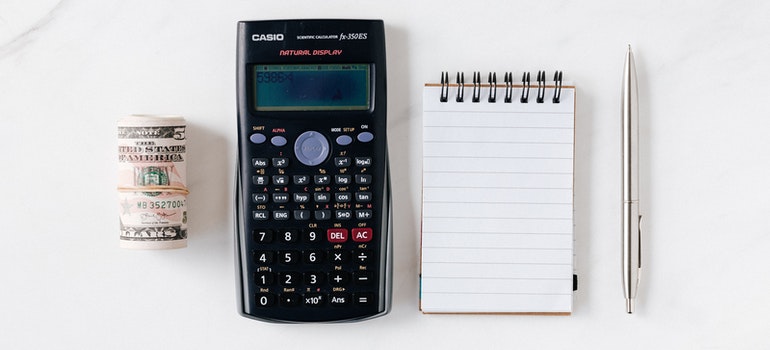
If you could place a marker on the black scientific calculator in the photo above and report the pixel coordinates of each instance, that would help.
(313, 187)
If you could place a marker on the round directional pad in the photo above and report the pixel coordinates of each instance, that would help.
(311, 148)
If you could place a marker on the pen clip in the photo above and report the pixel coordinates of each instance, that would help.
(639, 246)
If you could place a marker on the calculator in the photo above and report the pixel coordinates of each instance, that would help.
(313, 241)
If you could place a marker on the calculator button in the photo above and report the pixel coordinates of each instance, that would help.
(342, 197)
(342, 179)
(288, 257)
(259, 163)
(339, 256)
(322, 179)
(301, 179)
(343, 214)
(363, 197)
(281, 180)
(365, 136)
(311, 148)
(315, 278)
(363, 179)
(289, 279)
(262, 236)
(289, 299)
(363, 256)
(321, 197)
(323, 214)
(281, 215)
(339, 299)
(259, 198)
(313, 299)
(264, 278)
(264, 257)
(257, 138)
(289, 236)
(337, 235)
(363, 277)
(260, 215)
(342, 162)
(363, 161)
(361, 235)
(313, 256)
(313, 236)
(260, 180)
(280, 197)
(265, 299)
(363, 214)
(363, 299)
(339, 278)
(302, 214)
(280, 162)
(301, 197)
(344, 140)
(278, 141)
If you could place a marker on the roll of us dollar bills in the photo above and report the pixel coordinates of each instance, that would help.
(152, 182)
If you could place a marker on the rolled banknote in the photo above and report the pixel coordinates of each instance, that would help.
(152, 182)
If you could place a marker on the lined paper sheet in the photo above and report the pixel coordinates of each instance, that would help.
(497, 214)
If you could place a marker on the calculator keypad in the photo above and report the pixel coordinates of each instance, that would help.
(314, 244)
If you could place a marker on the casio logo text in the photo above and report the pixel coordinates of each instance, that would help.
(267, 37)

§ **What you will do**
Strip out the pictures and quote the remaining data word for word.

§ **Solved problem**
If you could place a marker on the black scientific calculator in the photo above and report the pixel coordinates of each instance, that would help.
(313, 187)
If you could place a marker on the round directional pad in the photo above and report the pixel coordinates of each instance, that would help.
(311, 148)
If you could place a marker on the pen clip in the photo above and report the pixel coordinates of each instance, that would help.
(639, 246)
If you could place a marker on the calculator in the photo above and report the pixel coordinates of each instance, that would help.
(313, 241)
If you could place a marker on the calculator button in the photo above and report the pixel coordinates of each instance, that would help.
(342, 197)
(342, 179)
(288, 257)
(259, 163)
(339, 256)
(322, 179)
(301, 179)
(343, 214)
(363, 197)
(281, 180)
(365, 136)
(311, 148)
(315, 278)
(363, 179)
(289, 279)
(262, 236)
(289, 299)
(363, 256)
(321, 197)
(323, 214)
(281, 215)
(339, 299)
(259, 198)
(313, 299)
(264, 278)
(264, 257)
(257, 138)
(289, 236)
(337, 235)
(363, 277)
(260, 215)
(342, 162)
(363, 161)
(361, 235)
(313, 256)
(313, 236)
(260, 180)
(280, 197)
(265, 299)
(363, 214)
(363, 299)
(339, 278)
(302, 214)
(280, 162)
(301, 197)
(344, 140)
(278, 141)
If you could place a marker on the roll of us dollar bills in the photo above and report the pixel coordinates of each instance, that would help.
(152, 182)
If you could place a marker on the rolled banknote in the photo above and report the pixel coordinates of each instance, that would help.
(152, 182)
If you could place a marker on the lined paper sheet in the photo above and report the pixel coordinates of each instance, that would help.
(497, 214)
If you could place a marker on the calculator keypad in the photo above and report the pixel coordinates of each instance, that would help.
(314, 244)
If you could place a marker on the casio logo text in the photo above and report the pixel coordinates of each instance, that would help.
(267, 37)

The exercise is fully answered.